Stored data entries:
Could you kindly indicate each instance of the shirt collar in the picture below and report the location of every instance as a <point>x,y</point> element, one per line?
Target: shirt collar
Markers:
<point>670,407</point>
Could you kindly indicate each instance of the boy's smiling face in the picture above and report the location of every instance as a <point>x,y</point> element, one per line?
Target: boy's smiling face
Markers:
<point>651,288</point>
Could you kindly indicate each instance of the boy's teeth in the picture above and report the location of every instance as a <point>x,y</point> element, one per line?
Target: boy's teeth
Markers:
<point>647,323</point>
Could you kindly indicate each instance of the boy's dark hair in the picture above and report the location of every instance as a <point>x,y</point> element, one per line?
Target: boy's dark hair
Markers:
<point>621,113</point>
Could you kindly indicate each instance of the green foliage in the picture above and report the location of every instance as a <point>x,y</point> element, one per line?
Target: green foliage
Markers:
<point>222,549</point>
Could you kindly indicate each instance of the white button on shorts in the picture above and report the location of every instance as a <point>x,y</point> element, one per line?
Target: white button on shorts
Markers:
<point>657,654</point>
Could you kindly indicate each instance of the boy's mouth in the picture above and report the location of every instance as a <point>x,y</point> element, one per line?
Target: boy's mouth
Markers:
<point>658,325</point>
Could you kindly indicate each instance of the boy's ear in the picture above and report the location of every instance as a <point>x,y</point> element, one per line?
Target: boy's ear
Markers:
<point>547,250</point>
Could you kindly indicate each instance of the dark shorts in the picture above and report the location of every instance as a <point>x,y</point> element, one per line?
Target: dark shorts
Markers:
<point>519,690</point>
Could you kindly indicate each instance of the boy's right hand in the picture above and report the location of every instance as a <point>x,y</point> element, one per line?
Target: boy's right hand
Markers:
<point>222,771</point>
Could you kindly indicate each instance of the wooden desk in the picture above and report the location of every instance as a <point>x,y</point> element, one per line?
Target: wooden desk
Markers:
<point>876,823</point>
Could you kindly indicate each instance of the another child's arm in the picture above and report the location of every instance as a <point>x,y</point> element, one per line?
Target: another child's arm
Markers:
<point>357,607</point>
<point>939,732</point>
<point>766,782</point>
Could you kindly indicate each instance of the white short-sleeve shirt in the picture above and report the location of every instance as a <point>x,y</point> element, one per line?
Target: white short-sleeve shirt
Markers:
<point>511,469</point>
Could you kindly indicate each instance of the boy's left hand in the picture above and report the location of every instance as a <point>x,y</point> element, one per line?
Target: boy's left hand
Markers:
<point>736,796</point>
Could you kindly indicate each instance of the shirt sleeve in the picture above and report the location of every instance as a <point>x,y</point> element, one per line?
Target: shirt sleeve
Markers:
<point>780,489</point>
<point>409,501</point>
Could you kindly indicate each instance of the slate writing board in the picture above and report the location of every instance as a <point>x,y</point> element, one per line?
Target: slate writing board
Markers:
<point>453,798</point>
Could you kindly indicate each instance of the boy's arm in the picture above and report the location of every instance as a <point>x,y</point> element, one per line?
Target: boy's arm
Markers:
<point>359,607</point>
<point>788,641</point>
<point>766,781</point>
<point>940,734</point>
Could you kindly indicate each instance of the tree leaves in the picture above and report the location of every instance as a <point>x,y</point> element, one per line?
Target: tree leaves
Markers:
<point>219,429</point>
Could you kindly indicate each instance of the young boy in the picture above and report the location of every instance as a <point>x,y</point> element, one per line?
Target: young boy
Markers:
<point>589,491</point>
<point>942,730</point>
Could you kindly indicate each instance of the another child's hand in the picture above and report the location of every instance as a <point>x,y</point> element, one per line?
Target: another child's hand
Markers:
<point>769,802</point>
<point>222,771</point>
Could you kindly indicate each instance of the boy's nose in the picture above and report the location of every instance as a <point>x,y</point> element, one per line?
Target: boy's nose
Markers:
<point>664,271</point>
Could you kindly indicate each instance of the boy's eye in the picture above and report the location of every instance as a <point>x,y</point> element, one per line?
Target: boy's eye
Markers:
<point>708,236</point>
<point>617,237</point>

The problem: Go through the records and repeat each one exactly as written.

Written answer:
Could you kindly indicate each instance of the shirt collar in the picture below and report the location of every instance as a <point>x,y</point> element, one per line?
Target: shirt collar
Markers:
<point>670,407</point>
Could you kindly indicate each instance of the boy's smiling face in the picture above and report the location of every instance as a <point>x,y</point> element, one per line?
Target: boy's smiling face
Markers:
<point>651,288</point>
Could you kindly indicate each instance of the boy's teeth in the picture above and report the location of every instance as a <point>x,y</point> element, one per line?
Target: boy's teeth
Markers:
<point>647,323</point>
Could you kindly indicate each instance of the boy's dark hair in the picture above and report the location of every instance as a <point>x,y</point> element, one per line?
Target: boy's dark hair
Markers:
<point>621,113</point>
Could you kindly indicate each instance of the green foliage in the picture above and report the location of every instance as a <point>x,y</point> element, one per line?
Target: green foliage
Markers:
<point>222,549</point>
Could you kindly indicate each instance of the white button on shorts in the picture above and report the location of every instance as a <point>x,y</point> element, one per line?
Target: white button on shorts
Markers:
<point>657,654</point>
Could you kindly indicate each instance of the boy's mouth in the picture above and report the location of every instance as a <point>x,y</point> element, one per line?
Target: boy's mouth
Markers:
<point>658,325</point>
Could you kindly indicate each instance of the boy's ear in the picture above and report the location of every instance as a <point>x,y</point> element, one per line?
Target: boy's ear
Markers:
<point>547,250</point>
Could you kindly indicate each instance of the dark shorts in the picture above and report the location of every instance as a <point>x,y</point> element, one per line?
Target: dark shorts
Markers:
<point>519,690</point>
Could you kindly indicate each instance of the boy's right hand in the picture above and report the location of every instance as a <point>x,y</point> element, one per line?
Target: boy's right hand
Markers:
<point>222,771</point>
Could you kindly indicate each instance of the wooden desk in the picture above and report the location of every instance as a <point>x,y</point> element, one per line?
Target: wooden desk
Markers:
<point>876,823</point>
Could you kindly indicate each instance of the another child's arm in the picture above and report the location of every instance as a <point>x,y</point> element, one per line?
Target: another child's arm
Markers:
<point>357,607</point>
<point>939,732</point>
<point>766,782</point>
Could you kindly indicate each instance of the white short-sleeve shirt in the picture above and report the location of every instance as a <point>x,y</point> element, one per line?
Target: white short-sleeve shirt
Markers:
<point>511,469</point>
Could you kindly indicate each instance of the boy's left hand in the picture above and report the location of every instance as a <point>x,y</point> element, one per line?
Target: boy's left hand
Markers:
<point>736,796</point>
Could you kindly indicate each instance of the shirt sleeve in the picture above and report the location of every instance as a <point>x,y</point> element, one per line?
Target: shirt sleeve
Markers:
<point>780,489</point>
<point>409,501</point>
Could you kindly indicate each instance of the slate writing board in the picture above and report the location of every instance as a <point>x,y</point> element, one per line?
Target: slate writing board
Markers:
<point>453,798</point>
Could you kindly indicate each instance of the boy's arm in the picture above and report the location of every instance as a <point>x,y</point> element, one per line?
Target: boy's arm
Markers:
<point>359,607</point>
<point>788,641</point>
<point>766,781</point>
<point>940,734</point>
Could you kindly indicate each instance of the tree leaves in the picture above and report the location of every instance as a <point>x,y</point> element, one per line?
Target: tree leaves
Markers:
<point>219,429</point>
Could you kindly indicate each instance of the young boy in the picture above and report the location of every instance as a <point>x,y</point> element, one per line?
Target: young boy
Markers:
<point>589,491</point>
<point>942,730</point>
Could you kindly indicate each instance of the another child's hand in the picture above and report the location of every instance as a <point>x,y</point> element, one per line?
Target: another child's hand
Markers:
<point>769,802</point>
<point>222,771</point>
Could you kindly indicate each instance of the boy's nose in the picture above and report the location of every instance as a <point>x,y</point> element, one per line?
Target: boy's nose
Markers:
<point>664,271</point>
Could you kindly indicate each instance of the boy's eye in the picture above and report the location of every instance as a <point>x,y</point> element, one per line?
Target: boy's eye
Markers:
<point>708,236</point>
<point>617,237</point>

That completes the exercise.